■ TASK TO COMPLETE: Please reproduce a passage of the A6 transmission thread word for word, beginning at the words "I believe the" and stopping after "I would of.".

■ SOURCE TEXT:
# A6 tranny???



## eurovseuro (Aug 5, 2008)

Im looking to buy a a6 audi. 1999 -2004. 
Did they make a manual transmission for this model?
how are the automatic models. good or bad??
Thanks


----------



## Snowhere (Jul 27, 2007)

*Re: A6 tranny??? (eurovseuro)*

I believe the only way to get a stick is with the 2.7TT engine, or swapping one in yourself.
Tips are tips, more livable then the typical auto tranny, but I tend to forget I am in a certain gear when I use it in tip mode. Then again, when I hit Denver or Colorado Springs traffic, I don't mind the tip. Never the less, if I could of gotten a stick with the avant, I would of.


----------



## eurovseuro (Aug 5, 2008)

*Re: A6 tranny??? (Snowhere)*

thanks for your response http://****************.com/smile/emthup.gif http://****************.com/smile/emthup.gif 
i guess i could live with the automatic


----------



## Massboykie (Aug 15, 2006)

*Re: A6 tranny??? (eurovseuro)*


_Quote, originally posted by *Snowhere* »_...get a stick is with the 2.7TT engine, or swapping one in yourself.

Hey Euro
Nope that is incorrect. The C5 came with a 6 speed from 2002 to 2004. I am not sure about earlier than that (pre-facelift). The S-line came out in 2004, and incidently only came with the tip-tronic. No idea why...
If you can get your hands on a 2002, 2003 or 2004 (post facelift) A6 with the sport suspension and sport seats all you would need to buy to make it a manual "S-line" is the rear spoiler and S-line badges








Here's some homework...

■ PROVIDED DATA:
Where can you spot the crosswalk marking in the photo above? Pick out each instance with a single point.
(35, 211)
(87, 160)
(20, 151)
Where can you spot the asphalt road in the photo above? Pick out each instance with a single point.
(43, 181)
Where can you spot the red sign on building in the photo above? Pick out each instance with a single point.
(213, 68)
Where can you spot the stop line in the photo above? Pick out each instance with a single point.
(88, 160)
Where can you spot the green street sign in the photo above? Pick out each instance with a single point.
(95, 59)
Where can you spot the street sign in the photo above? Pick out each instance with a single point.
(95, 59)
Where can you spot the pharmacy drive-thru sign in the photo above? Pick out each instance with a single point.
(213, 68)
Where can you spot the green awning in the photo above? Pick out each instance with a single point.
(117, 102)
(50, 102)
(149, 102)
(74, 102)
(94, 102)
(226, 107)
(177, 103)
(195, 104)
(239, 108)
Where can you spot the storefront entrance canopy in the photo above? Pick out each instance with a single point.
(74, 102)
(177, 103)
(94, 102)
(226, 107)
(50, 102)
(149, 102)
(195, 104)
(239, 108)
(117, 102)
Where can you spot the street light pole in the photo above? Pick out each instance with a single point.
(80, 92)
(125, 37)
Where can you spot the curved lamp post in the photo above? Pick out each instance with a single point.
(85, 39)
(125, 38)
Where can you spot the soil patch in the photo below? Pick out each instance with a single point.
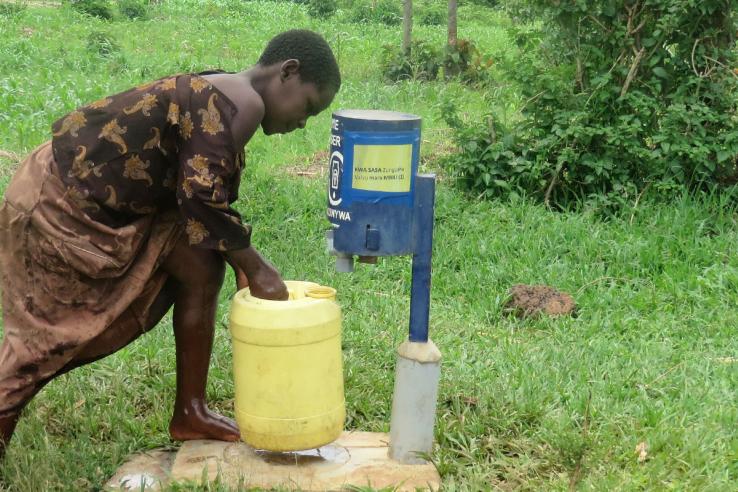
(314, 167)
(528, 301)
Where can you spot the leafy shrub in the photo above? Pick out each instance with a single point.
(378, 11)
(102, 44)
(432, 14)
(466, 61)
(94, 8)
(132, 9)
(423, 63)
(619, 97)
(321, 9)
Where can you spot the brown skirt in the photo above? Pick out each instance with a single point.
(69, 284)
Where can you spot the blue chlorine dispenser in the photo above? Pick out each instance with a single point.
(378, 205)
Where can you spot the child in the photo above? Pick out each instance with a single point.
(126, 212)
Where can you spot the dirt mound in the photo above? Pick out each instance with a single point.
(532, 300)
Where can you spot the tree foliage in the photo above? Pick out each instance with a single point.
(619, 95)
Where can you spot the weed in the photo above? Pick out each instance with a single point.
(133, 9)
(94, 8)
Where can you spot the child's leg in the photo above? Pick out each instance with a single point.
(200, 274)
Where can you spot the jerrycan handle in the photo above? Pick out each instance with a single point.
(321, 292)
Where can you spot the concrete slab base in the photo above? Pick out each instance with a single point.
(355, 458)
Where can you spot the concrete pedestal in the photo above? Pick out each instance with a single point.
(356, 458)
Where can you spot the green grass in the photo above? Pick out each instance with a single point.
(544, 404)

■ RESULT:
I believe the only way to get a stick is with the 2.7TT engine, or swapping one in yourself.
Tips are tips, more livable then the typical auto tranny, but I tend to forget I am in a certain gear when I use it in tip mode. Then again, when I hit Denver or Colorado Springs traffic, I don't mind the tip. Never the less, if I could of gotten a stick with the avant, I would of.